=== About this task ===
In the book review below, why does the reviewer call Dr Barry's work with female patients a salutary reminder of Victorian times and values? Answer in one to three sentences.
--- Text shown ---
Written by: Oscar Upperton

Te Herenga Waka University Press

Reviewed by: Margaret Austin

“Mama won’t look at me in my new clothes,” observes Oscar Upperton, writing in his assumed persona of Dr James Barry, the subject of The Surgeon’s Brain. “Tubes of cloth around my legs, tight, and a tight coat across my chest.” Thus attired, a transgender man living in the Victorian era ventures upon his career as a military surgeon.

The term transgender was non-existent at the time – did that make our man’s life any easier? “My landlady asks if I’ll give her trouble and I say I will not.” And later, in the same poem, “I observe my landlady’s gait and track the progression of her rheumatism”.

Such a juxtaposition of the behavioural and the anatomical typifies many of the poems in this collection, describing as they do imagined incidents, situations, and encounters in a life startling in its conception and courageous in its carrying out. “The rules are different now. I travel unchaperoned; I enter public houses; I attend a university.”

Barry’s work as a surgeon puts him in touch with female patients – repressed, underestimated, confined in airless rooms – a salutary reminder of Victorian times and values. Later, travelling beyond England’s shores, he encounters pressures from many quarters – not the least medical – in his attempts to heal, as well as promote public health reform.

One of the most striking poems amongst many is the eponymous The Surgeon’s Brain. “A man’s brain is, to some, the man himself. Forget this soul nonsense. He has cut into a thousand bodies and never seen a soul.” This quote prefaces a poetic meditation on the nature of the brain – sometimes grisly, determinedly objective, always sternly practical.

Dr Barry’s outward travels encompassed lands as far as the Windward and Leeward Islands, but they are surpassed by his inward travels, the true extent of which we shall never know. He requested burial without any post-mortem examination; such secrecy was surely justified.

We can only speculate and admire – something Upperton achieves with rare artistry.
--- Supplied entries ---
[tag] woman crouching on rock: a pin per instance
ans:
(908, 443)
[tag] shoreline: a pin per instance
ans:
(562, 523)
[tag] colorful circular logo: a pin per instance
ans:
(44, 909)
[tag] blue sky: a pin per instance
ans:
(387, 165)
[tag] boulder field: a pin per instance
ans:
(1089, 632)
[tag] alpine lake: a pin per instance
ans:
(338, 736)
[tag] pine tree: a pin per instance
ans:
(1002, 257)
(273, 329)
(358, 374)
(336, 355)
---
--- Supplied entries ---
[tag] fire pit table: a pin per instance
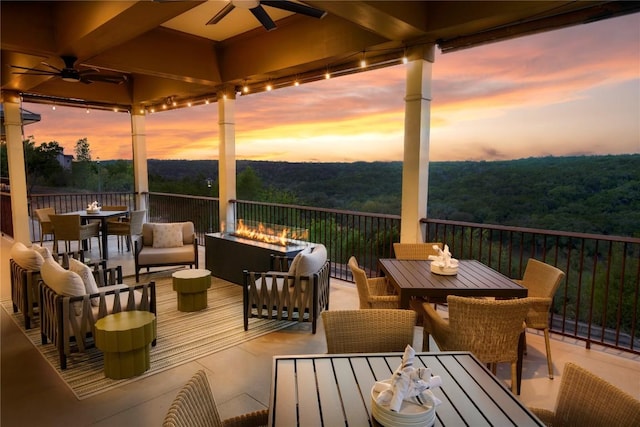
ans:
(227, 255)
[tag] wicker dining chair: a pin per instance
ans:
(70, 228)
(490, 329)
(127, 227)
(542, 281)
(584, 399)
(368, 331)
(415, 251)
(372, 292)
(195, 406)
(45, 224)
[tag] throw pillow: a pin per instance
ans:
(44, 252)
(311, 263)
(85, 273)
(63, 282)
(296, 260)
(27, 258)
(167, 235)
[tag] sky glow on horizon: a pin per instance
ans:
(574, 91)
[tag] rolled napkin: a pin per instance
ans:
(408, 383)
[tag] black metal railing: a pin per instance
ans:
---
=== Answer ===
His surgical work brings him into contact with female patients who are repressed, underestimated, and confined in airless rooms. Their treatment reflects the times and values of the Victorian era.